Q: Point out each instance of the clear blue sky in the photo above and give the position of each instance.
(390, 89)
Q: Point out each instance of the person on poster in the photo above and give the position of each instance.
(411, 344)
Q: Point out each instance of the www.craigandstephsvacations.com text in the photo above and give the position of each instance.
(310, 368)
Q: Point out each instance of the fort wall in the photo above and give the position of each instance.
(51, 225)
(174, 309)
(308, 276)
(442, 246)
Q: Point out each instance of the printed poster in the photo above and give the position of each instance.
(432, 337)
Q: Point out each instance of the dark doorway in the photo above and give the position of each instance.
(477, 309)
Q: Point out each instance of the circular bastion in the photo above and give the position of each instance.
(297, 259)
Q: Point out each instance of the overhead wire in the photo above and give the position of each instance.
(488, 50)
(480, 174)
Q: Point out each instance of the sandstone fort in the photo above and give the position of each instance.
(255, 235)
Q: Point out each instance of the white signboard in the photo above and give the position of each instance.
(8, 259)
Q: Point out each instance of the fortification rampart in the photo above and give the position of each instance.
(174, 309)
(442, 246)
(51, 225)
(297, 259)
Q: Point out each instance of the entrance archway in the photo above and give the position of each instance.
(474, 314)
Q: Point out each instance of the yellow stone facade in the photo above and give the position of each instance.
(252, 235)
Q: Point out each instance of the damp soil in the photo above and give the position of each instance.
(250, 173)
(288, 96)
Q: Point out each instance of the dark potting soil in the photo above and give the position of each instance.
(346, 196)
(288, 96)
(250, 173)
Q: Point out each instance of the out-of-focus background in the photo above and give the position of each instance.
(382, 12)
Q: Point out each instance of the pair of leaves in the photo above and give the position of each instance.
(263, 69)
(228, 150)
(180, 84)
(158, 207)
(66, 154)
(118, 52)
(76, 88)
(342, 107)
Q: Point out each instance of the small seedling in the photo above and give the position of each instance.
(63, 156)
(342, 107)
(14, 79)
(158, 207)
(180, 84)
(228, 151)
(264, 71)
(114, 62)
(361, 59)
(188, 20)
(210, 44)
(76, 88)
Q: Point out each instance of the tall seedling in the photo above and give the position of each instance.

### Stated goal
Transfer every line of the listing above, from the line containing "Q: Point out each instance of the yellow" through the final line of the listing, inclusive. Keep each request unchanged and add 7 to both numbers of every coordinate pair in the answers.

### Solution for this exercise
Q: Point out each instance of the yellow stone facade in the photo above and give the position of each instance.
(259, 242)
Q: Point out each instance of the damp soil in the photo above and give the position of each instance.
(257, 180)
(295, 103)
Q: Point out each instance of the dark potting soil in the photo above and give the position of each instance.
(353, 203)
(295, 103)
(257, 180)
Q: Point out each instance of the out-of-focus background in the photo above and give the position of each instance.
(389, 19)
Q: Point out each instance of the pair of leaves in the photo above and give the position of each instance.
(270, 76)
(235, 157)
(187, 91)
(165, 214)
(73, 161)
(125, 59)
(83, 95)
(349, 114)
Q: Point out each instance of the small seedling in the photo above and give the position of each instance.
(70, 163)
(349, 114)
(21, 86)
(165, 214)
(187, 91)
(235, 158)
(271, 78)
(121, 69)
(368, 66)
(195, 27)
(217, 51)
(83, 95)
Q: Point out each instance of the tall seedling in the photo above and give the position of each instance.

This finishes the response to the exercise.